Records supplied: Begin

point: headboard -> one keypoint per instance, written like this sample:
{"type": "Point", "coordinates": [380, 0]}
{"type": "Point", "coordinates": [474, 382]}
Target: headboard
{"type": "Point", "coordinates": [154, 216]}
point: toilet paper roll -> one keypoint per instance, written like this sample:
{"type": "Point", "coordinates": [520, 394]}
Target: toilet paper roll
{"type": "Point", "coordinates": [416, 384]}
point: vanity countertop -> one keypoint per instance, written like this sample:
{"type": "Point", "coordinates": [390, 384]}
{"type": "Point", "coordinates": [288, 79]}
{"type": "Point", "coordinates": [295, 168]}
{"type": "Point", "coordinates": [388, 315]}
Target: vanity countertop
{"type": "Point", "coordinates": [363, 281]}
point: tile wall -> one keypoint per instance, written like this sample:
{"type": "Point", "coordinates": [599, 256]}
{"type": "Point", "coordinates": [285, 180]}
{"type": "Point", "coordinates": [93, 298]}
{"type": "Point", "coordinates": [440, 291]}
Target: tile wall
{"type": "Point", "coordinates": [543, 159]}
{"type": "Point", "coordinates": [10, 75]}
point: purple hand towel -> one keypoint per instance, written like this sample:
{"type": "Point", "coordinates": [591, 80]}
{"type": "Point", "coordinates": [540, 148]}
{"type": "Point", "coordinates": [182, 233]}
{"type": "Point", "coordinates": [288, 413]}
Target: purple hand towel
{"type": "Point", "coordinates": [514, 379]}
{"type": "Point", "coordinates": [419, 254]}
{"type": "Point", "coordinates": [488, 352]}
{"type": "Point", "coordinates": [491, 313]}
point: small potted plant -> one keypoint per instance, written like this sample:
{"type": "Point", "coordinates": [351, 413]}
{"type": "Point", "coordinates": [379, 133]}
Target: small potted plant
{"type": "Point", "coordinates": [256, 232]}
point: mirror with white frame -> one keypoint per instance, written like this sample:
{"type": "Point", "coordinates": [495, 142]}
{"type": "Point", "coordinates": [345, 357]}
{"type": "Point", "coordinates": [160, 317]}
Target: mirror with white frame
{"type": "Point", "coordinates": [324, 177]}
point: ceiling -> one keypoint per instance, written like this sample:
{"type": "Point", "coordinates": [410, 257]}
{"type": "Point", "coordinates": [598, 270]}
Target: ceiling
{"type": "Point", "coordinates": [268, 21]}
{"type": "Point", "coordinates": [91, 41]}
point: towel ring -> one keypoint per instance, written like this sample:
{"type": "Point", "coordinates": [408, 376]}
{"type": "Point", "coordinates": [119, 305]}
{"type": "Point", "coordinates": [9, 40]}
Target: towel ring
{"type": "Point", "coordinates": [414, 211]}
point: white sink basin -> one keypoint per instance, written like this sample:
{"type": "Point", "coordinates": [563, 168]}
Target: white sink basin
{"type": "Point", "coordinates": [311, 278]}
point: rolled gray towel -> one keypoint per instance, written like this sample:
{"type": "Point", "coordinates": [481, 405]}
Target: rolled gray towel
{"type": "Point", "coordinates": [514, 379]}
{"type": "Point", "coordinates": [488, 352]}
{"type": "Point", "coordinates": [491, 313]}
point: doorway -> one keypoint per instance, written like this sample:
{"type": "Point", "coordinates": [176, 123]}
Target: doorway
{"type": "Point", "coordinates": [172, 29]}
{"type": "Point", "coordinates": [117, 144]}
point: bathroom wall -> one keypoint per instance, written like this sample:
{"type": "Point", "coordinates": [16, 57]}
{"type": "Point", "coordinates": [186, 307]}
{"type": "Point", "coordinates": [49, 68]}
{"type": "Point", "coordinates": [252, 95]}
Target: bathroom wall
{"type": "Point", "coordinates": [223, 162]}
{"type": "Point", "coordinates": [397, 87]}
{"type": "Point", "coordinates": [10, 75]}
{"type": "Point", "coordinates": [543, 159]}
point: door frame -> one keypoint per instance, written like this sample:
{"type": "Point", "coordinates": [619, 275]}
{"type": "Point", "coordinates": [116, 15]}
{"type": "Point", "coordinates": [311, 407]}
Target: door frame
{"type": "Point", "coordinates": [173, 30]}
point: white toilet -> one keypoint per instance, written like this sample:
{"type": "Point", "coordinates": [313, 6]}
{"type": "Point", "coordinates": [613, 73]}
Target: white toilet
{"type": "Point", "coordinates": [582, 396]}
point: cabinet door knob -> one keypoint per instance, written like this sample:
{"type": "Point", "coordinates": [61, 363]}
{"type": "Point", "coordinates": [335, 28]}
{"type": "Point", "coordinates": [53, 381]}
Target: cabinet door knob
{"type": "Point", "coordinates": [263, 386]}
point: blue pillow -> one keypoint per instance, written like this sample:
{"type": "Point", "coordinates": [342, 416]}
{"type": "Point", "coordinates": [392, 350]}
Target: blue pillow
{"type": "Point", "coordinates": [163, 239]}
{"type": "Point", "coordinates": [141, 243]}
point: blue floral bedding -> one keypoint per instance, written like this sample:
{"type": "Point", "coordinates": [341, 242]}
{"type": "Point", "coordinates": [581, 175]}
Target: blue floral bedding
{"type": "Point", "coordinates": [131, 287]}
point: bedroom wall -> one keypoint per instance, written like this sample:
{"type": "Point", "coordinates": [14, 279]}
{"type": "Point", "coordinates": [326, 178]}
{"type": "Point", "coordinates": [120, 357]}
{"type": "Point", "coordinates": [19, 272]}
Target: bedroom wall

Records supplied: End

§ What this task involves
Output all of the entries, exactly as they are written.

§ Written solution
point: headboard -> one keypoint per instance, written like this sample:
{"type": "Point", "coordinates": [380, 0]}
{"type": "Point", "coordinates": [474, 382]}
Target: headboard
{"type": "Point", "coordinates": [154, 216]}
point: toilet paper roll -> one keypoint per instance, written like this sample:
{"type": "Point", "coordinates": [520, 394]}
Target: toilet paper roll
{"type": "Point", "coordinates": [416, 384]}
point: vanity countertop -> one keypoint per instance, written like this sample:
{"type": "Point", "coordinates": [390, 384]}
{"type": "Point", "coordinates": [288, 79]}
{"type": "Point", "coordinates": [295, 168]}
{"type": "Point", "coordinates": [388, 315]}
Target: vanity countertop
{"type": "Point", "coordinates": [363, 281]}
point: tile wall -> one keypoint per instance, written like this sample:
{"type": "Point", "coordinates": [599, 256]}
{"type": "Point", "coordinates": [285, 180]}
{"type": "Point", "coordinates": [93, 298]}
{"type": "Point", "coordinates": [440, 291]}
Target: tile wall
{"type": "Point", "coordinates": [543, 159]}
{"type": "Point", "coordinates": [10, 75]}
point: purple hand towel -> one keypoint per instance, written like this sample:
{"type": "Point", "coordinates": [591, 80]}
{"type": "Point", "coordinates": [540, 148]}
{"type": "Point", "coordinates": [182, 233]}
{"type": "Point", "coordinates": [288, 413]}
Target: purple hand towel
{"type": "Point", "coordinates": [514, 379]}
{"type": "Point", "coordinates": [419, 254]}
{"type": "Point", "coordinates": [488, 352]}
{"type": "Point", "coordinates": [491, 313]}
point: small potted plant -> one keypoint per instance, written like this sample:
{"type": "Point", "coordinates": [351, 413]}
{"type": "Point", "coordinates": [379, 133]}
Target: small potted plant
{"type": "Point", "coordinates": [256, 232]}
point: mirror with white frame -> one keypoint per instance, written like this sample:
{"type": "Point", "coordinates": [495, 142]}
{"type": "Point", "coordinates": [345, 357]}
{"type": "Point", "coordinates": [160, 317]}
Target: mirror with white frame
{"type": "Point", "coordinates": [324, 177]}
point: ceiling -> one keypoint per instance, written like this sample:
{"type": "Point", "coordinates": [410, 257]}
{"type": "Point", "coordinates": [598, 270]}
Target: ceiling
{"type": "Point", "coordinates": [268, 21]}
{"type": "Point", "coordinates": [91, 41]}
point: towel ring -> one keypoint per instance, written like this sample:
{"type": "Point", "coordinates": [408, 376]}
{"type": "Point", "coordinates": [119, 305]}
{"type": "Point", "coordinates": [9, 40]}
Target: towel ring
{"type": "Point", "coordinates": [414, 211]}
point: white sink basin -> one keypoint per instance, written like this sample:
{"type": "Point", "coordinates": [563, 168]}
Target: white sink basin
{"type": "Point", "coordinates": [311, 278]}
point: rolled gray towel -> one keypoint per instance, written like this sample:
{"type": "Point", "coordinates": [481, 405]}
Target: rolled gray towel
{"type": "Point", "coordinates": [514, 379]}
{"type": "Point", "coordinates": [488, 352]}
{"type": "Point", "coordinates": [491, 313]}
point: doorway -> one keypoint per instance, written like this sample:
{"type": "Point", "coordinates": [176, 123]}
Target: doorway
{"type": "Point", "coordinates": [172, 29]}
{"type": "Point", "coordinates": [117, 144]}
point: bathroom wall -> one keypoint per instance, written like this sample:
{"type": "Point", "coordinates": [16, 57]}
{"type": "Point", "coordinates": [186, 307]}
{"type": "Point", "coordinates": [49, 68]}
{"type": "Point", "coordinates": [252, 95]}
Target: bathroom wall
{"type": "Point", "coordinates": [223, 162]}
{"type": "Point", "coordinates": [397, 87]}
{"type": "Point", "coordinates": [10, 75]}
{"type": "Point", "coordinates": [543, 159]}
point: door frame -> one keypoint per instance, written like this sample:
{"type": "Point", "coordinates": [619, 275]}
{"type": "Point", "coordinates": [116, 15]}
{"type": "Point", "coordinates": [311, 407]}
Target: door frame
{"type": "Point", "coordinates": [173, 30]}
point: white toilet -> one keypoint per instance, written like this sample:
{"type": "Point", "coordinates": [313, 6]}
{"type": "Point", "coordinates": [613, 73]}
Target: white toilet
{"type": "Point", "coordinates": [582, 396]}
point: cabinet door knob -> one keypoint per instance, written like this sample:
{"type": "Point", "coordinates": [61, 363]}
{"type": "Point", "coordinates": [335, 28]}
{"type": "Point", "coordinates": [53, 381]}
Target: cabinet door knob
{"type": "Point", "coordinates": [263, 386]}
point: blue pillow -> one keypoint per instance, written like this sample:
{"type": "Point", "coordinates": [342, 416]}
{"type": "Point", "coordinates": [392, 350]}
Target: blue pillow
{"type": "Point", "coordinates": [163, 239]}
{"type": "Point", "coordinates": [141, 243]}
point: blue floral bedding -> one keypoint per instance, written like this sample:
{"type": "Point", "coordinates": [341, 242]}
{"type": "Point", "coordinates": [581, 175]}
Target: blue floral bedding
{"type": "Point", "coordinates": [131, 287]}
point: bedroom wall -> one keypoint per instance, written like this sample:
{"type": "Point", "coordinates": [14, 279]}
{"type": "Point", "coordinates": [326, 178]}
{"type": "Point", "coordinates": [120, 357]}
{"type": "Point", "coordinates": [19, 272]}
Target: bedroom wall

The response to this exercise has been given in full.